By the time Haley received an official diagnosis of Pompe disease, it was too late to reverse the damage. She's not alone: many children with lysosomal storage diseases initially have vague symptoms that can be attributed to common ailments such as colic, allergies, and acid reflux.

In the case of Pompe disease, patients typically receive enzyme replacement therapy, which replaces the deficient GAA and reduces the accumulated glycogen in the heart and skeletal muscle cells. Early diagnosis is critical. Without this life-saving treatment, the infantile-onset form of the disease leads to almost certain death during the first year of life.

“Two months before Haley was diagnosed, the only treatment for Pompe disease (brand name Myozyme; generic name alglucosidase alfa) had just been approved by the U.S. Food and Drug Administration (FDA). Our doctor had only seen one other patient with the disease,” says her mom Krystal. She transferred her daughter to Duke University, where the treatment was developed.

Now seven, Haley still can't walk, skip, or jump. “Instead, she scoots across the room when she wants something,” says Krystal, a labor and delivery nurse in Richmond, VA.

ENTRIES SUPPLIED:
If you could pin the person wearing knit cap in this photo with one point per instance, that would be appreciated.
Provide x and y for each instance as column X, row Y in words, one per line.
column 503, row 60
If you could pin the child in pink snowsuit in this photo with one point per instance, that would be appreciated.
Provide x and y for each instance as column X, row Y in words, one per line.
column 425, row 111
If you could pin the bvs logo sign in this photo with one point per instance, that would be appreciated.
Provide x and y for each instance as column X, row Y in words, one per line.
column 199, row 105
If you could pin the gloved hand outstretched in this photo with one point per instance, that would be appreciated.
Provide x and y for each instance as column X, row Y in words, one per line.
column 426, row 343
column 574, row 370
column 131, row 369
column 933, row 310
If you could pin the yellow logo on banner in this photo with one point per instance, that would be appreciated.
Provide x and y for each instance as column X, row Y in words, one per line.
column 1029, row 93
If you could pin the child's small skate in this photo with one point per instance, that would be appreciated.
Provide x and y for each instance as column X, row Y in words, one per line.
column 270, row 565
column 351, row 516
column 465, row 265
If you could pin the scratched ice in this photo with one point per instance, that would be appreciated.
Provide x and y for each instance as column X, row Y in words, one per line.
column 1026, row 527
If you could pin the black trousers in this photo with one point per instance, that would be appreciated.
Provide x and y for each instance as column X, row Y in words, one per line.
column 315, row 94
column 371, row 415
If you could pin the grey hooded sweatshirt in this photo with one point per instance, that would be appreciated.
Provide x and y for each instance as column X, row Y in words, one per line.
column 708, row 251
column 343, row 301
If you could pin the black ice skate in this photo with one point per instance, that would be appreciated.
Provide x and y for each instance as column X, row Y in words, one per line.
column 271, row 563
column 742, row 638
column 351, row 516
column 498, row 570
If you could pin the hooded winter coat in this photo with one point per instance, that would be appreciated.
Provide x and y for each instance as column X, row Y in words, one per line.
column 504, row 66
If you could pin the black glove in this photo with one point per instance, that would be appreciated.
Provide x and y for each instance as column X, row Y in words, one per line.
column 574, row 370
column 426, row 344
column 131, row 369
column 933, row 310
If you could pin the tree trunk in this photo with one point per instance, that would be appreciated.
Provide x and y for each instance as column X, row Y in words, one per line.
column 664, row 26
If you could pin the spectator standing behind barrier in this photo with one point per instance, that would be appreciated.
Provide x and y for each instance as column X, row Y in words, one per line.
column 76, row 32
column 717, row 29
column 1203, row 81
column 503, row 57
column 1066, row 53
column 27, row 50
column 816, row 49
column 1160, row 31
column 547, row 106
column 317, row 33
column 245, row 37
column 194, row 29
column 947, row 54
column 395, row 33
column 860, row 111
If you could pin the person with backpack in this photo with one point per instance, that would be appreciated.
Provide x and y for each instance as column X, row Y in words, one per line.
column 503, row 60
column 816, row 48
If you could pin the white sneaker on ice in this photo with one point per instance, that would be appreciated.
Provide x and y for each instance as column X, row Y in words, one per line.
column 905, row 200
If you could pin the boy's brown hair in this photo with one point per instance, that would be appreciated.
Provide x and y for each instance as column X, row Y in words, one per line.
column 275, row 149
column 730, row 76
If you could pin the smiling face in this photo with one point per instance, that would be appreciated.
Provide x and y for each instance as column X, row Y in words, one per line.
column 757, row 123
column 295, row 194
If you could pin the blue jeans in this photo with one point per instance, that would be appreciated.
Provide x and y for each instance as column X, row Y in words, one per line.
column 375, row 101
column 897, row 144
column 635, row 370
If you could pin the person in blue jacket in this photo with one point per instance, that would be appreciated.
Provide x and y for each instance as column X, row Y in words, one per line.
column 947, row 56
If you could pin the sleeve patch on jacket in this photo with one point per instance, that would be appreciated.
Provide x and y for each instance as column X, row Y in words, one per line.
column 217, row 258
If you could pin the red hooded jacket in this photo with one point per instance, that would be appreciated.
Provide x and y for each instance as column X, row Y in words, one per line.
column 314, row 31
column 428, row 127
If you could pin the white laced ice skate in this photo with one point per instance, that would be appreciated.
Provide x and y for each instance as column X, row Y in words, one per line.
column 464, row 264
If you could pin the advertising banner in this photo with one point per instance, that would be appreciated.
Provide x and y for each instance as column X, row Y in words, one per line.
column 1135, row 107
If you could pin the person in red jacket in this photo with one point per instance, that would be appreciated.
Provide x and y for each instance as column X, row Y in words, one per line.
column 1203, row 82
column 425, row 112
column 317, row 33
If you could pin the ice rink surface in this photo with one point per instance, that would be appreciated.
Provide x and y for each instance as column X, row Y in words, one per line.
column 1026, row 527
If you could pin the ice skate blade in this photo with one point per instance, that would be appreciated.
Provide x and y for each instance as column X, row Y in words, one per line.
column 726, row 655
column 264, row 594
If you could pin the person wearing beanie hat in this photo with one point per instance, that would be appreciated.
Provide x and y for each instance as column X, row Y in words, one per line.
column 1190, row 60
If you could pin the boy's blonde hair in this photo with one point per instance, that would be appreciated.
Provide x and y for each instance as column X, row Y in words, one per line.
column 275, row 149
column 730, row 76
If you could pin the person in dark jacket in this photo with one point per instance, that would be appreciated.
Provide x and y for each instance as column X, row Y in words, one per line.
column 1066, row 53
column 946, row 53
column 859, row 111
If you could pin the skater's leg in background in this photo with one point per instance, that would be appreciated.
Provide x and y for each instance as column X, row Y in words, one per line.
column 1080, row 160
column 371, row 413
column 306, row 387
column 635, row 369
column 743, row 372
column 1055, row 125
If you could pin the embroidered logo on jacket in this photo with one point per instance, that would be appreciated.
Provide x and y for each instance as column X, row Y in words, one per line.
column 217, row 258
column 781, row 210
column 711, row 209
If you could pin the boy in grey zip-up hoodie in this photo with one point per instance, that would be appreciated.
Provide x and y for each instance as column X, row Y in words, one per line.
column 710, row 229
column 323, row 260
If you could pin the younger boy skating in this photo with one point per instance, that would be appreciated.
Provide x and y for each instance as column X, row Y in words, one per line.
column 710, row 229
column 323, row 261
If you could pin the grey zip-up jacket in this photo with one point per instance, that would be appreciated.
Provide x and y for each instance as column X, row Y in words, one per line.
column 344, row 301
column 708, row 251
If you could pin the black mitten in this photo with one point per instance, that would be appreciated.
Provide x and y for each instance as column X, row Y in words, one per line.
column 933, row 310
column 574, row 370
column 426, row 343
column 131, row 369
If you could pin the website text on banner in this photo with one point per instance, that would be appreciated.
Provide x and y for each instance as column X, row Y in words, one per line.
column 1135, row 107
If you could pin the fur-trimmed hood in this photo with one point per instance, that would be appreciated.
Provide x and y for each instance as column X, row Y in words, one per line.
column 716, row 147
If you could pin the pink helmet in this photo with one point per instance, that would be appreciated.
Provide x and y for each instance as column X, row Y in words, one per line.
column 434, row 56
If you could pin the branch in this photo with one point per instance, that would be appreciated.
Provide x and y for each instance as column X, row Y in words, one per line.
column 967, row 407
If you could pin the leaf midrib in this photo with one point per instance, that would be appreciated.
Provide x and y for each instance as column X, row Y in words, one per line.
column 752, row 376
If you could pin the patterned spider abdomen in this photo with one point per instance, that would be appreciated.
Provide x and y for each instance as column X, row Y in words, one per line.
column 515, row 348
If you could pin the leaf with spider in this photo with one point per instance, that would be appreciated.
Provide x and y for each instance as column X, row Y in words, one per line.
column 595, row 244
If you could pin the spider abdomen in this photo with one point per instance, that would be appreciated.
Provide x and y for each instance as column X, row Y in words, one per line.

TASK REQUIREMENTS:
- a) Rewrite the Pompe disease text between "In the case" and "in Richmond, VA.", inclusive, switching "scoots" to "crawls".
- b) For each statement below, say yes or no to whether the Pompe disease text supports it, and quote the words that decide it. (i) Without enzyme replacement therapy, the infantile-onset form of Pompe disease almost certainly leads to death in the first year of life. (ii) At seven, Haley is able to skip but not to walk. (iii) Krystal works as a labor and delivery nurse.

RESULTS FOR THE EXERCISE:
- a)
In the case of Pompe disease, patients typically receive enzyme replacement therapy, which replaces the deficient GAA and reduces the accumulated glycogen in the heart and skeletal muscle cells. Early diagnosis is critical. Without this life-saving treatment, the infantile-onset form of the disease leads to almost certain death during the first year of life.

“Two months before Haley was diagnosed, the only treatment for Pompe disease (brand name Myozyme; generic name alglucosidase alfa) had just been approved by the U.S. Food and Drug Administration (FDA). Our doctor had only seen one other patient with the disease,” says her mom Krystal. She transferred her daughter to Duke University, where the treatment was developed.

Now seven, Haley still can't walk, skip, or jump. “Instead, she crawls across the room when she wants something,” says Krystal, a labor and delivery nurse in Richmond, VA.

- b)
(i) Yes: "Without this life-saving treatment, the infantile-onset form of the disease leads to almost certain death during the first year of life."
(ii) No: "Now seven, Haley still can't walk, skip, or jump."
(iii) Yes: "says Krystal, a labor and delivery nurse in Richmond, VA."